# [Exercise requirements]
a) Answer these questions using the toll collection excerpt:
(i) How many reader antennas are installed in each lane in the existing ETC model?
(ii) How many reader antennas does the paper say are adequate to cover the toll gate area?
(iii) What is accounted for the ground's reflection coefficient when the reader antenna's position is determined?
b) Return the portion of the toll collection excerpt from "This paper introduces" to "optimizing signal strength.", copied word for word.

# [Provided passage]
* start *
2.2. Motivation of the Proposed Work

The existing ETC model is lane based. Single reader antenna is installed in each lane along with toll booth and system. Vehicles need to stand in queue to pass the toll gate. The following limitations are remain there:

• Installation and maintenance cost: Installing each reader antenna and maintaining them with system software made the system expensive. Further, it required man power for each booth to operate the system.
• Throughput and delay: One vehicle at a time creates traffic, cause delay and reduction of the system throughput.
• Anti-collision algorithm: Suitable anti-collision algorithm is required to identify all the vehicles within less time and without any error.

2.3. Key Contributions

This paper introduces a complete model to reshape the existing ETC structure. It suggested that placement of two reader antenna at a particular height and proper angle is adequate to cover the toll gate area. This way it offers a cost effective, low latency and higher throughput system. It also identified the challenges such as possible reader collision, tag collision and provided required solution. A three-fold solution is proposed based on these objectives:

• Two-ray model: The installation of the reader antenna makes sure the maximum signal strength to detect vehicle. The concrete road is accounted for the ground’s reflection coefficient when determining the reader antenna’s position. This method helps determine the optimal antenna height and downtilt angle for optimizing signal strength.
* end *
# [Dataset extract]
* start *
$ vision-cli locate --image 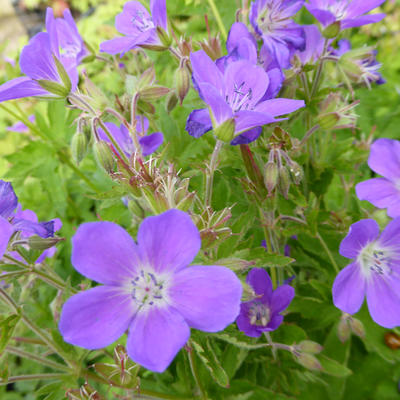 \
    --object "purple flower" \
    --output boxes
* end *
# [Responses for each task]
a)
(i) A single reader antenna.
(ii) Two reader antennas.
(iii) The concrete road.

b)
This paper introduces a complete model to reshape the existing ETC structure. It suggested that placement of two reader antenna at a particular height and proper angle is adequate to cover the toll gate area. This way it offers a cost effective, low latency and higher throughput system. It also identified the challenges such as possible reader collision, tag collision and provided required solution. A three-fold solution is proposed based on these objectives:

• Two-ray model: The installation of the reader antenna makes sure the maximum signal strength to detect vehicle. The concrete road is accounted for the ground’s reflection coefficient when determining the reader antenna’s position. This method helps determine the optimal antenna height and downtilt angle for optimizing signal strength.